Selected text =

#####

Essential services to be maintained in event of strike: Health unit
Food service inspections, vaccine distribution, dental appointments would be unaffected
Peterborough Public Health has contingency plans to maintain essential public health services should it not reach a collective agreement with its registered nurses before they are in a lawful strike position later this month, officials stated Tuesday.
The contract dispute, which went to conciliation early last month, goes to mediation Monday with a legal strike/lockout date following two days later. The 31 nurses, members of the Ontario Nurses Association (ONA), have been without a contract since October 2017.
“In the event of an ONA strike, nursing services would be impacted, but we do have plans in place to maintain essential public health services and we plan to use our website and local media to keep the public informed of any changes in operations,” medical officer of health Dr. Rosana Salvaterra said in a recorded statement released Tuesday.
Essential services that would not be impacted include responding to public health emergencies, outbreak investigations, vaccine distribution, investigation and followup to all reported cases of diseases of public health significance, officials stated.
Investigation of health hazard complaints, food premises inspections and provision of oral health screening in schools and dental clinic appointments would also be unaffected.
Should there be a strike, the health unit will remain open between 8:30 a.m. and 4:30 p.m.
weekdays, but several services and programs will be affected, officials stated.
A list of those services will be posted Nov. 27 at www.peterboroughpublichealth.ca, should there be a labour disruption, officials stated. Residents are also encouraged to follow the health unit on social media
@PtboHealth for updates.
The main issue is that nurses want to keep working in specialized areas like other health professionals, bargaining unit president Diane Lockman said last Wednesday during an information picket before the monthly board of health meeting.
“We want to continue to keep our community safe by continuing to work in the roles we have the skills to be in,” the registered nurse said.
Lockman, who also pointed out the nurses are the lowest paid of five surrounding health units, said the union is willing to make compromises so the two sides can reach a settlement when they come to the mediation table.
The health unit looks forward to mediation, Salvaterra said. “Peterborough Public Health has been in negotiations with ONA for several months and we remain committed to negotiating a fair and equitable agreement for all.”
Health unit officials also reminded those who access public health services that there could be picket lines, including at its headquarters at 185 King St.
For safety, officials asked them to be prepared for larger crowds, to be patient and courteous, to arrive early with delays likely and that inappropriate behaviour by either side is not acceptable — and possibly illegal.
Security will be on hand to assist, if needed, officials stated.
The ONA represents more than 65,000 registered nurses and health-care professionals, as well as 18,000 nursing student affiliates, providing care in hospitals, long-term care facilities, public health, clinics and industry.
Peterborough Public Health Nurses hold an information picket outside Jackson Square prior to the board of health meeting on Nov. 14.

#####

Extracted entries =
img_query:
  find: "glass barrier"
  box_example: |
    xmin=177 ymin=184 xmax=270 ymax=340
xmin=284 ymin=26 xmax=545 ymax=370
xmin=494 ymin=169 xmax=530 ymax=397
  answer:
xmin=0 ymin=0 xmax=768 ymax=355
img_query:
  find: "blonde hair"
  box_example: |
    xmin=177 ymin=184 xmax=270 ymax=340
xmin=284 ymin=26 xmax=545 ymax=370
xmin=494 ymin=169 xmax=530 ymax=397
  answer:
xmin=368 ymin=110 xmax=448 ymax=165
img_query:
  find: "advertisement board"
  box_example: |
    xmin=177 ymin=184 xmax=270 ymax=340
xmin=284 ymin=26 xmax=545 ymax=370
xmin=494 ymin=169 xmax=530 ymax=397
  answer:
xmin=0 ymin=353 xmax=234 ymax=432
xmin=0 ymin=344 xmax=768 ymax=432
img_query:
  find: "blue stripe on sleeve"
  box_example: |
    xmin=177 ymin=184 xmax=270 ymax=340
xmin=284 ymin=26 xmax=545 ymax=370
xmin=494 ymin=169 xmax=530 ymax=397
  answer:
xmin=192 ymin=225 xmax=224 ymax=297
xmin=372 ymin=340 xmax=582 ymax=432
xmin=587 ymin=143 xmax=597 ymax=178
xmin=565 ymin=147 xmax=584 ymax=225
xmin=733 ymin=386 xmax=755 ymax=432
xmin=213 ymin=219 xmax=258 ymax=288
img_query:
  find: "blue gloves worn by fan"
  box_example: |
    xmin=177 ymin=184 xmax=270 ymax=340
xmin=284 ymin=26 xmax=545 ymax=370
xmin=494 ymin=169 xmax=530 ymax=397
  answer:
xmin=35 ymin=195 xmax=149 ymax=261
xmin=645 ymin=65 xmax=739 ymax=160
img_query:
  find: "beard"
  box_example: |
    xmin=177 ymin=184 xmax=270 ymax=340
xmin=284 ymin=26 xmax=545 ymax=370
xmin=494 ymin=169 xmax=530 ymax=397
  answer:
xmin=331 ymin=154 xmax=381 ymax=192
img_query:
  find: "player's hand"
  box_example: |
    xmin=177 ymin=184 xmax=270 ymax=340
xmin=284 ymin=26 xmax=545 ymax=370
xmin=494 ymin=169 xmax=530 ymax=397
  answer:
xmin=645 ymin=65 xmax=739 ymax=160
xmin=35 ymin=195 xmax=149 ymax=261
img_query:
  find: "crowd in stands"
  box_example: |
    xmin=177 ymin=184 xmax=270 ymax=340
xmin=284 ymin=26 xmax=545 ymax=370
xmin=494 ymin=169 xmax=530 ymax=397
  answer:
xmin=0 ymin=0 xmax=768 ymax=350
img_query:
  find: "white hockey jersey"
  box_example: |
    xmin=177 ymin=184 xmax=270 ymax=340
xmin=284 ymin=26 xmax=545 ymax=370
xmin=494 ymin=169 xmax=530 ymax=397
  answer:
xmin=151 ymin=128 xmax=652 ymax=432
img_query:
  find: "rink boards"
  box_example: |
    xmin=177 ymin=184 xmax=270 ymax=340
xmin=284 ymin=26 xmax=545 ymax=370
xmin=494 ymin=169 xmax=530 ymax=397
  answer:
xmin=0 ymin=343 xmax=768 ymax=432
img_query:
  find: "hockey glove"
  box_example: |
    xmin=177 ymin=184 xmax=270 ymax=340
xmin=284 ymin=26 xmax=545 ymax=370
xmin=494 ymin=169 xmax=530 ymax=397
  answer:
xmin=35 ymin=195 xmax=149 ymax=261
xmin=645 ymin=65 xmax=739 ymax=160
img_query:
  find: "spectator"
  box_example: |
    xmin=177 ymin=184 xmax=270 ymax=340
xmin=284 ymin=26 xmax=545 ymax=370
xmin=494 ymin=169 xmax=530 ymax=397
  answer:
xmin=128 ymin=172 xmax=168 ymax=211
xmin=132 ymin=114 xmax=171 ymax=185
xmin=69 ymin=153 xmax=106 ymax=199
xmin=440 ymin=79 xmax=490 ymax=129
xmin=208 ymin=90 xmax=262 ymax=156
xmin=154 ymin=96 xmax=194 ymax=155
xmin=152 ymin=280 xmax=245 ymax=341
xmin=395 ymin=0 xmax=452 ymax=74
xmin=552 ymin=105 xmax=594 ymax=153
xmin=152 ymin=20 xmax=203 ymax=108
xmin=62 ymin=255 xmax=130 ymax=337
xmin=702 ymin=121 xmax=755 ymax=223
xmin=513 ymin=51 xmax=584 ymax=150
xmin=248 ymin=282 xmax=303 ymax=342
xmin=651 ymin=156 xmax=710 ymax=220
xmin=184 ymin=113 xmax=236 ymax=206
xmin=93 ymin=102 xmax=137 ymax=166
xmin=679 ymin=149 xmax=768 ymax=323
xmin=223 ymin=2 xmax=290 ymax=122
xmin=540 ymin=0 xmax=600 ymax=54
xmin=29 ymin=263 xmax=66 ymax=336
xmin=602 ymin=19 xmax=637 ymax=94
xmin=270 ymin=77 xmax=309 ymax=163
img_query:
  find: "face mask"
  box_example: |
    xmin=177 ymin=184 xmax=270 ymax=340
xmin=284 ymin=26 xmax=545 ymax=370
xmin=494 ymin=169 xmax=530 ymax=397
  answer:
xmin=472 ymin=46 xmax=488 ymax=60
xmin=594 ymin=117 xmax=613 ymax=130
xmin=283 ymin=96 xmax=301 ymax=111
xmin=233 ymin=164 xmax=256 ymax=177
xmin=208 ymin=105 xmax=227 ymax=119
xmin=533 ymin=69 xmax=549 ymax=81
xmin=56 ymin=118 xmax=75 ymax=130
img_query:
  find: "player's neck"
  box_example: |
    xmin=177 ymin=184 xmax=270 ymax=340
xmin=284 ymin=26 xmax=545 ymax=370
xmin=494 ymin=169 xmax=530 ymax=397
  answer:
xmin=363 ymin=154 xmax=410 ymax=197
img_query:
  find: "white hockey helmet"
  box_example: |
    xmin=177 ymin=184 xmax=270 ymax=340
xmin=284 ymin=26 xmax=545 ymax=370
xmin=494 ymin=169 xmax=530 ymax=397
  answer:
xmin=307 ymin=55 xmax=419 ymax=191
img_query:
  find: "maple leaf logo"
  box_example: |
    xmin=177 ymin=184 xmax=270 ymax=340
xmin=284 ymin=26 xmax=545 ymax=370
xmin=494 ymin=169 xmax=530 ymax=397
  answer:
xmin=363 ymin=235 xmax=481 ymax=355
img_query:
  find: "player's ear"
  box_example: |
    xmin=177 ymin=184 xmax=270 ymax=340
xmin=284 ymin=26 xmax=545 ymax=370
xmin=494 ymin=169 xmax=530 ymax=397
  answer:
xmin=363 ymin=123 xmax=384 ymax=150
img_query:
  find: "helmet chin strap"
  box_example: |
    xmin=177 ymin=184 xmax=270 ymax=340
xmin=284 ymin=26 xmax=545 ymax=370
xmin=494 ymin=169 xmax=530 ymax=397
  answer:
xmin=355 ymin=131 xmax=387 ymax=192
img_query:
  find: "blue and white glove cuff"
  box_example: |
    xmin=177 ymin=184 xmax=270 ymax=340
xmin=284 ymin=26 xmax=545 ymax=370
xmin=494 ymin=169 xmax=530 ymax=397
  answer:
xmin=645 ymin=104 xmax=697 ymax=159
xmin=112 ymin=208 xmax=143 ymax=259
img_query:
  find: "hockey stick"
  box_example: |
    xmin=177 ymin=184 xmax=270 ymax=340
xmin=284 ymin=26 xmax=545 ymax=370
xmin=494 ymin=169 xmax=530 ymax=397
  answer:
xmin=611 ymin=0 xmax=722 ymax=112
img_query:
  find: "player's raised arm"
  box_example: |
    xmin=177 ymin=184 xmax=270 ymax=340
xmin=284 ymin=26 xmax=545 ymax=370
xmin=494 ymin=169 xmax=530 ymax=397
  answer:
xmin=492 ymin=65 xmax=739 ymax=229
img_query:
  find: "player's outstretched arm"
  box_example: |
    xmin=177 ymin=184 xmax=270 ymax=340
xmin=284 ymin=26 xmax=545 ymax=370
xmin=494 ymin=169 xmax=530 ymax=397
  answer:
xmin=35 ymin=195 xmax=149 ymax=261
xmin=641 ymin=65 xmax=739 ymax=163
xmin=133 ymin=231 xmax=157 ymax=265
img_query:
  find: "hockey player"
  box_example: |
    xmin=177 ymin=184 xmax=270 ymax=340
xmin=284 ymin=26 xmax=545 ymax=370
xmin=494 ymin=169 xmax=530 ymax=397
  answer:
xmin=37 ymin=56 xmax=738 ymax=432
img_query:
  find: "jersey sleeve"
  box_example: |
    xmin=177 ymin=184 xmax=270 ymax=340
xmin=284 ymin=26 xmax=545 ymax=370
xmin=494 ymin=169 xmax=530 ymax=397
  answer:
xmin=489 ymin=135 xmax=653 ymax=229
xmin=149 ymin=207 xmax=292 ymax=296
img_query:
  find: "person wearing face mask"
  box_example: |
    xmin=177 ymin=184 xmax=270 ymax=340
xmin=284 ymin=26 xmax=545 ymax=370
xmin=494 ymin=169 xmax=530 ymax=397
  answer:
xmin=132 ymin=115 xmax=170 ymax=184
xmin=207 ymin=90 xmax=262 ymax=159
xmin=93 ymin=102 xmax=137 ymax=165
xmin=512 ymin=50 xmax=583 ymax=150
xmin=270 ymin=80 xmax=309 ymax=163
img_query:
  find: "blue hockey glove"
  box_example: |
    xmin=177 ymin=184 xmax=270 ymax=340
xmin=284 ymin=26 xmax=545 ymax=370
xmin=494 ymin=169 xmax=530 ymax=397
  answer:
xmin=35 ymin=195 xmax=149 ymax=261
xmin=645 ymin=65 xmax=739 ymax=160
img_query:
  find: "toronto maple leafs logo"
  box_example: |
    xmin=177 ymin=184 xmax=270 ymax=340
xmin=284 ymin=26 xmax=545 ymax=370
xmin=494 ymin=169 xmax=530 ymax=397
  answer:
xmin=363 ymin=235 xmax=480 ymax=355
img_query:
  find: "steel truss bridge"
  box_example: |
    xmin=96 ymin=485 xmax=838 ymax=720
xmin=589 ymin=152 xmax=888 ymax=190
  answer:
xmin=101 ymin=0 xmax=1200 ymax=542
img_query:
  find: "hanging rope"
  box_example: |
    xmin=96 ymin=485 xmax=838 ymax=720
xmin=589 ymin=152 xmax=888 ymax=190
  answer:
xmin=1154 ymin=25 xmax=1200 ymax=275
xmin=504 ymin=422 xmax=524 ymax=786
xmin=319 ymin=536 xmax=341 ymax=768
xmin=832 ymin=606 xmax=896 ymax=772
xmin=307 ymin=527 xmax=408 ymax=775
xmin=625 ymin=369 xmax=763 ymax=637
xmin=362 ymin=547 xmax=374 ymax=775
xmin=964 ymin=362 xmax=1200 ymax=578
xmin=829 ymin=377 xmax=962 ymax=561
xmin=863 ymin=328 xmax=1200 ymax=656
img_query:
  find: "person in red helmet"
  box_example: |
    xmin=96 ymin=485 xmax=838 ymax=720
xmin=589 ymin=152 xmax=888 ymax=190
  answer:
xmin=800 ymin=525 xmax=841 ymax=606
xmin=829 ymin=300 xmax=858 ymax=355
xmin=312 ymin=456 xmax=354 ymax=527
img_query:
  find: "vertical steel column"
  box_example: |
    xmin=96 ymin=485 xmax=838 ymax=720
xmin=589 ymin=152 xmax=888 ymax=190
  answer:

#####

List of tasks =
(a) In the article about the Peterborough nurses' possible strike, since when have the nurses been without a contract?
(b) List every setting where, according to the article about the Peterborough nurses' possible strike, the ONA's members provide care.
(c) Duplicate everything in the article about the Peterborough nurses' possible strike from "The health unit looks" down to "clinics and industry.".

Solutions for each task =
(a) Since October 2017.

(b)
- Hospitals
- Long-term care facilities
- Public health
- Clinics
- Industry

(c)
The health unit looks forward to mediation, Salvaterra said. “Peterborough Public Health has been in negotiations with ONA for several months and we remain committed to negotiating a fair and equitable agreement for all.”
Health unit officials also reminded those who access public health services that there could be picket lines, including at its headquarters at 185 King St.
For safety, officials asked them to be prepared for larger crowds, to be patient and courteous, to arrive early with delays likely and that inappropriate behaviour by either side is not acceptable — and possibly illegal.
Security will be on hand to assist, if needed, officials stated.
The ONA represents more than 65,000 registered nurses and health-care professionals, as well as 18,000 nursing student affiliates, providing care in hospitals, long-term care facilities, public health, clinics and industry.